May 25 (Reuters) - A worker suing her employer under the
Americans with Disabilities Act does not have to prove that she
was fired solely because of her disability, a federal appeals
court ruled on Friday.
For the past 17 years, the Cincinnati-based U.S. Court of Appeals for the 6th Circuit has required district courts to
instruct juries that an employee's disability must be sole
reason for his or her firing.
But in considering the case of Susan Lewis, a former nurse
suing her employer, the court abandoned that standard in a
splintered 9-7 ruling, making it somewhat easier for workers to
sue for disability discrimination.
"The longer we have stood by this standard, the more out of
touch it has become with the standards used by our sister
circuits. At this point, no other circuit imports the 'solely'
test into the ADA," Judge Jeffrey Sutton wrote for the
Lewis sued retirement-home operator Humboldt Acquisition
Corp in 2007, claiming she was fired for a medical condition
that made it difficult to walk and required use of a wheelchair.
Humboldt claimed that Lewis was fired because of a
profanity-laced outburst at her supervisors.
Humboldt had asked the court to instruct the jury that Lewis
could only prevail on her ADA claim if her disability was the
sole reason for her firing. The district court obliged,
following the 6th Circuit's longstanding rule, and the jury
ruled in Humboldt's favor.
On appeal, Lewis argued that the district court should have
instructed the jury that her disability only had to be one
"motivating factor" -- the same standard used for Title VII
claims alleging discrimination based on race, religion and sex.
—————
→ Brief 1:
Shorten the paragraph of the court ruling article that starts "Humboldt had asked the court," and keep its main facts.
→ Brief 2:
Rename "juries" as "jurors" and write out the court ruling article from "May 25 (Reuters)" to "for disability discrimination." with that change.
The listing that follows has nothing to do with the court ruling article.

→ Supplied material:
—————
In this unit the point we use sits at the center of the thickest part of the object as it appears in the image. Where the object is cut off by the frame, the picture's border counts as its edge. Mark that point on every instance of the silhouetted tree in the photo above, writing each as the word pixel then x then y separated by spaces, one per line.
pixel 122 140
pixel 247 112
—————
→ Your solution 1:
Humboldt asked the court to tell the jury that Lewis could win her ADA claim only if her disability was the only reason she was fired. Following the 6th Circuit's long-held rule, the district court agreed, and the jury sided with Humboldt.

→ Your solution 2:
May 25 (Reuters) - A worker suing her employer under the
Americans with Disabilities Act does not have to prove that she
was fired solely because of her disability, a federal appeals
court ruled on Friday.
For the past 17 years, the Cincinnati-based U.S. Court of Appeals for the 6th Circuit has required district courts to
instruct jurors that an employee's disability must be sole
reason for his or her firing.
But in considering the case of Susan Lewis, a former nurse
suing her employer, the court abandoned that standard in a
splintered 9-7 ruling, making it somewhat easier for workers to
sue for disability discrimination.